- _WHAT TO WORK ON_
Rewrite all of the material below as a numbered list with one line per item. Skip blank lines and leave out the pictures.
[Begin EXERCISE DATA]
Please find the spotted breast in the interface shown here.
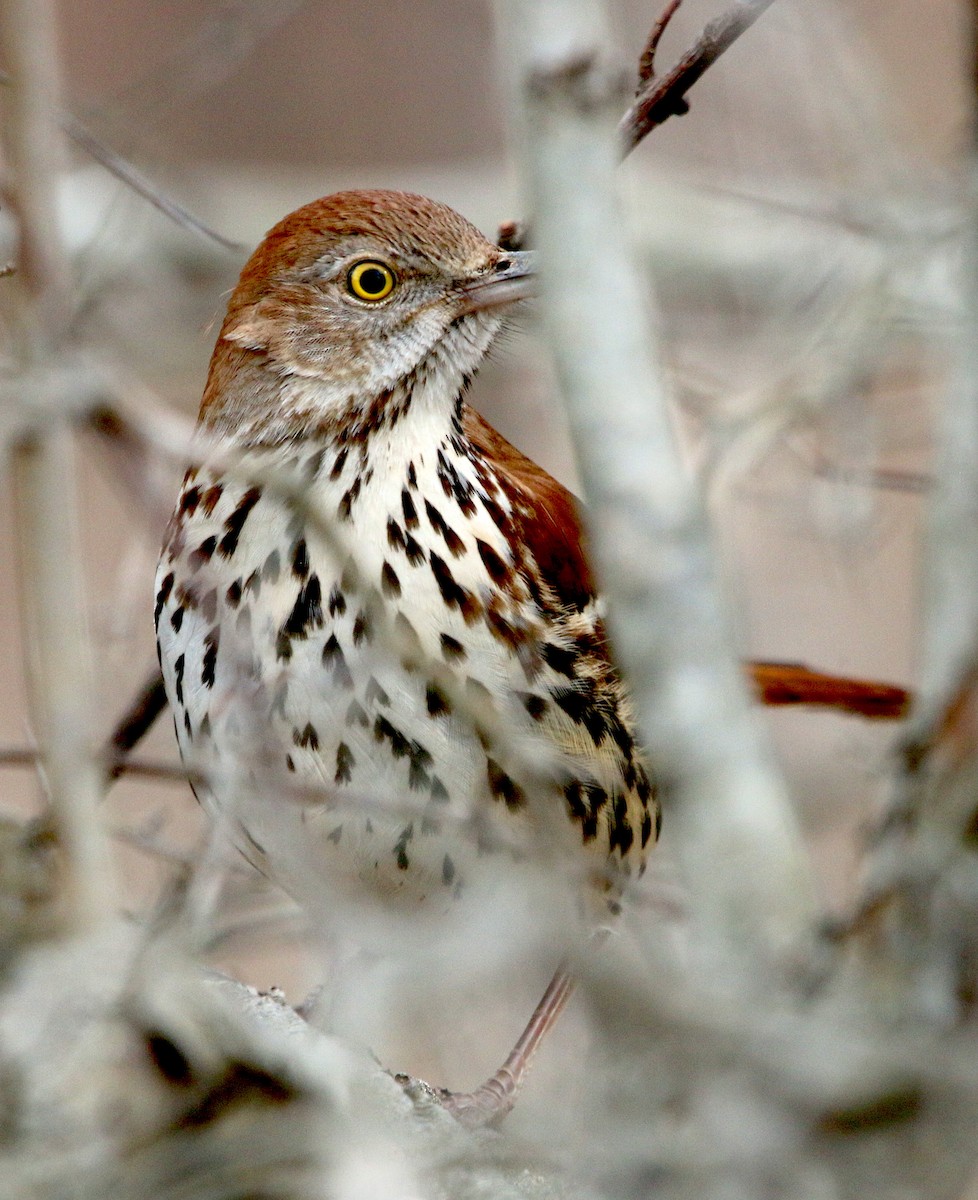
[156,192,658,936]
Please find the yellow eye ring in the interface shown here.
[347,258,396,302]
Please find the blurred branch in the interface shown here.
[635,0,683,87]
[502,0,815,986]
[618,0,774,156]
[0,0,110,928]
[748,662,910,721]
[0,70,244,250]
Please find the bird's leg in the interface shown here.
[439,964,577,1129]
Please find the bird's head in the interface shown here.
[202,191,533,439]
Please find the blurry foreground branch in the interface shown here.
[0,0,110,926]
[504,0,815,982]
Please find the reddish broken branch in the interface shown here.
[748,662,911,721]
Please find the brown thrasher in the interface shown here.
[156,191,659,1121]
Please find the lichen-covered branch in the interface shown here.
[0,0,109,928]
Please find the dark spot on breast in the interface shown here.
[180,487,200,517]
[425,683,451,716]
[401,487,420,529]
[428,551,481,625]
[479,496,510,533]
[486,758,527,811]
[200,626,221,688]
[551,679,607,745]
[154,571,174,625]
[540,642,578,679]
[564,780,607,842]
[334,742,356,784]
[329,583,347,617]
[330,446,349,479]
[364,676,390,708]
[380,562,401,600]
[439,634,466,662]
[336,479,362,521]
[373,715,410,758]
[283,575,323,637]
[292,538,310,580]
[388,517,404,550]
[262,550,282,583]
[292,721,319,750]
[217,487,262,558]
[408,742,432,792]
[271,676,289,720]
[425,500,466,558]
[394,822,414,871]
[486,608,526,653]
[200,588,217,620]
[200,484,224,516]
[404,533,425,566]
[353,611,373,646]
[608,792,635,857]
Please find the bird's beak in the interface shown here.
[458,250,536,317]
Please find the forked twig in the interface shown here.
[0,70,244,251]
[635,0,683,87]
[618,0,774,157]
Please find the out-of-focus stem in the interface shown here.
[500,0,815,980]
[0,0,108,931]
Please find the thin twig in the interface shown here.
[618,0,774,157]
[500,0,816,974]
[635,0,683,87]
[0,70,244,251]
[0,0,110,930]
[748,662,910,721]
[103,668,167,779]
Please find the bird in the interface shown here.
[155,190,660,1123]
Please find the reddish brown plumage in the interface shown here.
[156,192,658,1115]
[463,406,594,608]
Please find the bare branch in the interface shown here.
[635,0,683,87]
[748,662,910,721]
[503,0,815,986]
[0,0,110,929]
[0,70,244,250]
[618,0,774,157]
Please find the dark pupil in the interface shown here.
[360,266,388,295]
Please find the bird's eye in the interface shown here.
[347,258,396,301]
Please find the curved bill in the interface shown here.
[458,250,536,317]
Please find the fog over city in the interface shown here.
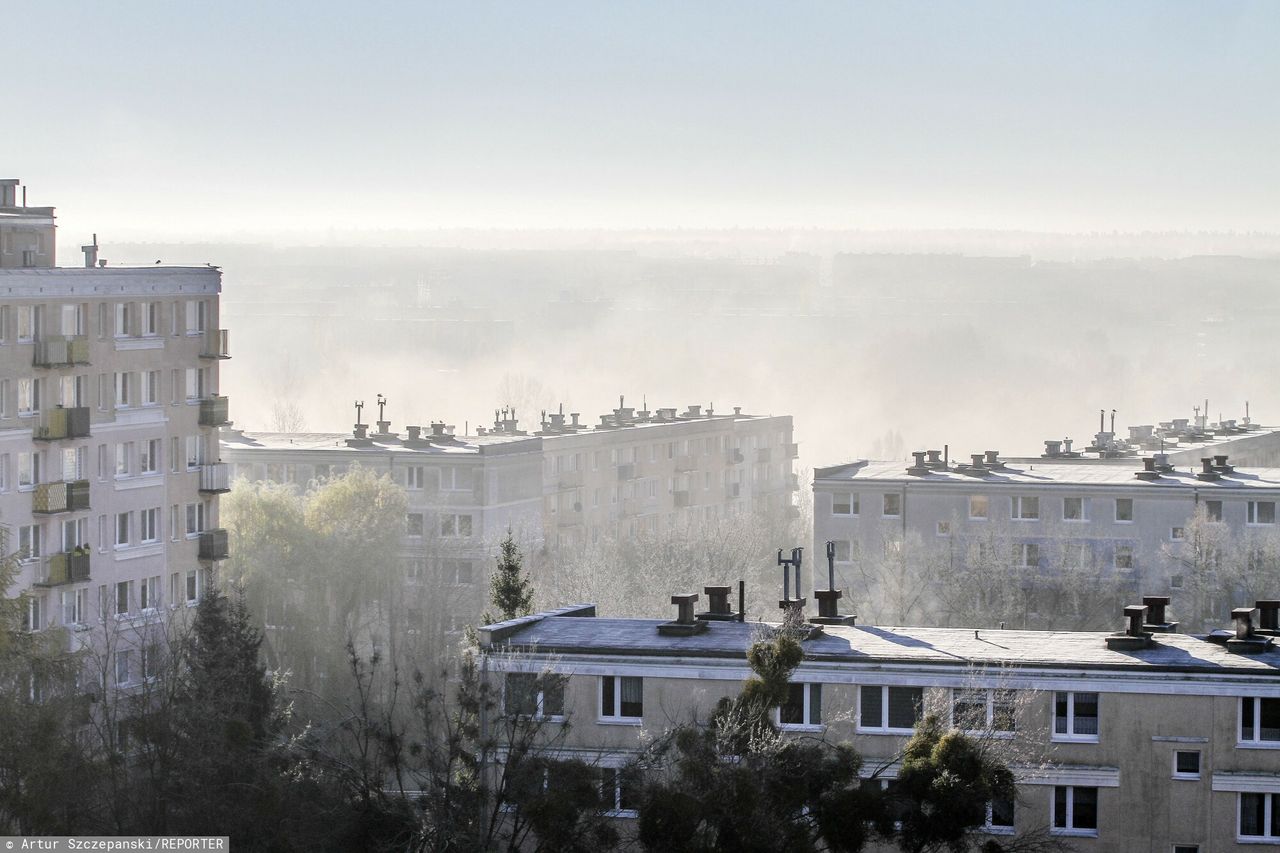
[0,0,1280,853]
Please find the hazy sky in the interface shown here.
[12,0,1280,239]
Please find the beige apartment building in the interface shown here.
[480,599,1280,853]
[0,181,230,685]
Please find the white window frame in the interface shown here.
[1050,690,1102,743]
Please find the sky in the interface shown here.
[10,0,1280,246]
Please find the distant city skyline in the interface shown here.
[12,0,1280,239]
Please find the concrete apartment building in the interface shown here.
[0,181,230,684]
[479,596,1280,853]
[221,406,797,629]
[813,451,1280,626]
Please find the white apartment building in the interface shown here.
[813,451,1280,625]
[0,181,229,684]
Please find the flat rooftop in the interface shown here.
[480,608,1280,676]
[814,459,1280,489]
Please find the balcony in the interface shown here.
[197,528,229,560]
[200,329,232,359]
[200,397,232,427]
[31,480,88,515]
[31,406,88,442]
[32,334,88,368]
[200,462,232,494]
[36,551,90,587]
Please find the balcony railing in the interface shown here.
[200,397,232,427]
[200,462,232,493]
[31,480,88,515]
[36,551,90,587]
[200,329,232,359]
[31,406,88,442]
[33,334,88,368]
[198,528,229,560]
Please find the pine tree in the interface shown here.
[484,528,534,622]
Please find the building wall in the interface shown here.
[0,268,225,666]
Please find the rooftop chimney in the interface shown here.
[658,593,707,637]
[1226,607,1274,654]
[1106,605,1151,652]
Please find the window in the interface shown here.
[983,798,1014,835]
[1115,546,1133,569]
[1014,542,1039,569]
[600,767,637,817]
[831,492,858,515]
[1050,785,1098,835]
[1053,693,1098,743]
[1240,695,1280,743]
[1247,501,1276,524]
[138,506,160,542]
[1116,498,1133,521]
[600,675,644,722]
[1238,793,1280,839]
[778,684,822,727]
[951,688,1016,733]
[1174,749,1199,779]
[115,649,133,684]
[503,672,566,717]
[858,686,924,734]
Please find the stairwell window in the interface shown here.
[1240,695,1280,747]
[600,675,644,724]
[1052,693,1098,743]
[1011,494,1039,521]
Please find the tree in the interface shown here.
[484,528,534,625]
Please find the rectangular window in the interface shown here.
[858,685,924,734]
[503,672,566,719]
[600,675,644,722]
[1053,693,1098,743]
[1240,695,1280,743]
[138,507,160,542]
[1238,793,1280,839]
[951,688,1016,733]
[831,492,858,515]
[1248,501,1276,524]
[778,684,822,727]
[1012,496,1039,521]
[1115,546,1133,569]
[1051,785,1098,835]
[1174,749,1199,779]
[1116,498,1133,521]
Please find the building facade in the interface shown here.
[479,602,1280,853]
[813,453,1280,619]
[0,182,230,684]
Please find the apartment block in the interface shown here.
[0,181,230,684]
[479,596,1280,853]
[813,451,1280,625]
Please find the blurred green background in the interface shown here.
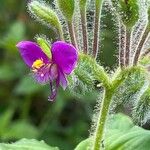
[0,0,117,150]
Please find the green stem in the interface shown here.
[68,21,78,49]
[119,21,126,68]
[93,66,145,150]
[125,27,131,66]
[133,25,150,65]
[58,27,64,41]
[93,0,103,58]
[80,6,88,54]
[93,89,113,150]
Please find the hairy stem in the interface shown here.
[93,89,113,150]
[119,22,126,68]
[133,26,150,65]
[58,28,64,41]
[93,66,145,150]
[93,0,103,58]
[125,28,131,66]
[80,7,88,54]
[141,48,150,58]
[21,95,32,120]
[68,21,78,49]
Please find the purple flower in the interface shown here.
[17,41,78,101]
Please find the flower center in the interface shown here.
[32,59,45,69]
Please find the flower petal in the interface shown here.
[16,41,48,67]
[59,71,68,90]
[52,41,78,74]
[48,82,58,102]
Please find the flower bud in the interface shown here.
[57,0,75,21]
[118,0,139,28]
[37,37,52,58]
[28,0,62,37]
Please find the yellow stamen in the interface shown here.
[32,59,45,69]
[End EXERCISE DATA]
- _FULL RESPONSE_
1. Please find the spotted breast in the interface shown here.
2. [156,192,658,936]
3. Please find the yellow eye ring in the interface shown here.
4. [347,258,396,302]
5. Please find the blurred branch in the interface shown here.
6. [635,0,683,87]
7. [502,0,815,986]
8. [618,0,774,156]
9. [0,0,110,928]
10. [748,662,910,721]
11. [0,70,244,250]
12. Please find the bird's leg in the interface shown here.
13. [439,964,577,1129]
14. Please find the bird's head in the interface shown here.
15. [202,191,533,439]
16. Please find the blurry foreground branch in the interface shown here.
17. [0,0,110,926]
18. [504,0,815,982]
19. Please find the reddish broken branch in the interface shown here.
20. [748,662,911,721]
21. Please find the brown thrasher in the interface shown here.
22. [156,191,659,1121]
23. Please find the lichen-covered branch in the interface shown here.
24. [0,0,109,928]
25. Please find the dark spot on breast in the interface shown here.
26. [180,487,200,517]
27. [425,683,451,716]
28. [401,487,420,529]
29. [428,551,481,625]
30. [479,496,510,533]
31. [486,758,527,811]
32. [200,626,221,688]
33. [551,679,607,745]
34. [154,571,174,625]
35. [540,642,578,679]
36. [564,780,607,842]
37. [334,742,356,784]
38. [329,583,347,617]
39. [330,446,349,479]
40. [364,676,390,708]
41. [380,562,401,600]
42. [439,634,466,662]
43. [336,479,362,521]
44. [373,715,410,758]
45. [283,575,323,637]
46. [292,538,310,580]
47. [388,517,404,550]
48. [262,550,282,583]
49. [292,721,319,750]
50. [217,487,262,558]
51. [408,742,432,792]
52. [271,676,289,720]
53. [425,500,466,558]
54. [394,822,414,871]
55. [486,608,526,653]
56. [200,588,217,620]
57. [200,484,224,516]
58. [404,533,425,566]
59. [353,611,373,646]
60. [608,792,635,857]
61. Please find the bird's beak in the interface shown here.
62. [458,250,536,317]
63. Please find the forked twig in the interface shown here.
64. [0,70,244,251]
65. [635,0,683,87]
66. [618,0,774,157]
67. Please find the out-of-focus stem in the interface shown here.
68. [500,0,815,980]
69. [0,0,108,931]
70. Please find the thin twig in the interface shown here.
71. [618,0,774,157]
72. [500,0,816,974]
73. [635,0,683,87]
74. [0,70,244,251]
75. [0,0,110,930]
76. [748,662,910,721]
77. [103,668,167,779]
78. Please find the bird in the interface shown here.
79. [155,190,660,1123]
80. Please find the reddish brown plumage in the interface shown here.
81. [156,192,658,1115]
82. [463,406,594,608]
83. Please find the bare branch in the interface shown here.
84. [635,0,683,87]
85. [748,662,910,721]
86. [503,0,815,986]
87. [0,0,110,929]
88. [0,70,244,250]
89. [618,0,774,157]
90. Please find the dark pupil in the interface shown here.
91. [360,266,388,295]
92. Please find the bird's eye in the interface shown here.
93. [347,258,396,301]
94. Please find the curved bill in the interface shown here.
95. [458,250,536,317]
96. Please find the fog over city in the interface shown here.
97. [0,0,1280,853]
98. Please find the hazy sky in the interface shown here.
99. [12,0,1280,239]
100. Please find the beige apartment building in the interface shown here.
101. [480,599,1280,853]
102. [0,181,230,685]
103. Please find the white window frame in the interface shown here.
104. [1050,690,1102,743]
105. Please find the sky in the interface shown here.
106. [10,0,1280,246]
107. Please find the distant city skyline in the interface shown here.
108. [12,0,1280,239]
109. Please find the concrete apartment building in the interface shown here.
110. [0,181,230,684]
111. [479,596,1280,853]
112. [221,406,797,629]
113. [813,451,1280,626]
114. Please find the white apartment building in the interface shown here.
115. [813,451,1280,625]
116. [0,181,229,684]
117. Please find the flat rooftop in the interface shown here.
118. [480,608,1280,676]
119. [814,459,1280,489]
120. Please find the balcony in the interface shown here.
121. [197,528,229,560]
122. [200,329,232,359]
123. [200,397,232,427]
124. [31,480,88,515]
125. [31,406,88,442]
126. [32,334,88,368]
127. [200,462,232,494]
128. [36,551,90,587]
129. Please find the balcony railing in the interface shown here.
130. [200,397,232,427]
131. [200,462,232,493]
132. [31,480,88,515]
133. [36,551,90,587]
134. [200,329,232,359]
135. [31,406,88,442]
136. [33,334,88,368]
137. [198,528,229,560]
138. Please find the pine tree in the interface shown here.
139. [484,528,534,622]
140. Please find the building wall in the interface shown here.
141. [0,268,225,666]
142. Please find the rooftop chimney in the interface shown here.
143. [658,593,707,637]
144. [1226,607,1274,654]
145. [1106,605,1151,652]
146. Please find the window in the interface shown here.
147. [983,798,1014,835]
148. [1115,546,1133,569]
149. [1014,542,1039,569]
150. [600,767,637,817]
151. [831,492,858,515]
152. [1050,785,1098,835]
153. [1053,693,1098,743]
154. [1240,695,1280,743]
155. [1247,501,1276,524]
156. [138,506,160,542]
157. [1116,498,1133,521]
158. [600,675,644,722]
159. [1238,793,1280,839]
160. [778,684,822,727]
161. [951,688,1016,733]
162. [1174,749,1199,779]
163. [115,649,133,684]
164. [503,672,566,717]
165. [858,686,924,734]
166. Please find the stairwell window in the interface shown here.
167. [1240,695,1280,747]
168. [600,675,644,724]
169. [1052,693,1098,743]
170. [1011,494,1039,521]
171. Please find the tree in the interface shown here.
172. [484,528,534,625]
173. Please find the rectangular window in the interface shown here.
174. [858,685,924,734]
175. [503,672,566,719]
176. [600,675,644,722]
177. [1053,693,1098,743]
178. [1240,695,1280,743]
179. [138,507,160,542]
180. [1238,793,1280,839]
181. [951,688,1016,733]
182. [831,492,858,515]
183. [1248,501,1276,524]
184. [778,684,822,727]
185. [1012,496,1039,521]
186. [1115,546,1133,569]
187. [1051,785,1098,835]
188. [1174,749,1199,779]
189. [1116,498,1133,521]
190. Please find the building facade in the interface shown here.
191. [479,602,1280,853]
192. [813,453,1280,619]
193. [0,182,230,684]
194. Please find the apartment block in the interface shown here.
195. [0,181,230,684]
196. [479,596,1280,853]
197. [813,451,1280,625]
198. Please find the blurred green background in the interface shown here.
199. [0,0,117,150]
200. Please find the green stem in the interface shown here.
201. [68,21,78,49]
202. [119,21,126,68]
203. [93,66,145,150]
204. [125,27,131,66]
205. [133,25,150,65]
206. [58,27,64,41]
207. [93,0,103,58]
208. [80,6,88,54]
209. [93,89,113,150]
210. Please find the hairy stem in the interface shown here.
211. [93,89,113,150]
212. [119,22,126,68]
213. [133,26,150,65]
214. [58,28,64,41]
215. [93,66,145,150]
216. [93,0,103,58]
217. [125,28,131,66]
218. [80,7,88,54]
219. [141,48,150,58]
220. [21,95,32,120]
221. [68,21,78,49]
222. Please find the purple flower in the interface shown here.
223. [17,41,78,101]
224. Please find the flower center in the interface shown here.
225. [32,59,45,69]
226. Please find the flower petal in the interface shown here.
227. [16,41,48,67]
228. [59,71,68,90]
229. [52,41,78,74]
230. [48,82,58,102]
231. Please find the flower bud in the interface shown here.
232. [57,0,75,21]
233. [118,0,139,28]
234. [37,37,52,58]
235. [28,0,62,37]
236. Please find the yellow stamen in the interface shown here.
237. [32,59,45,69]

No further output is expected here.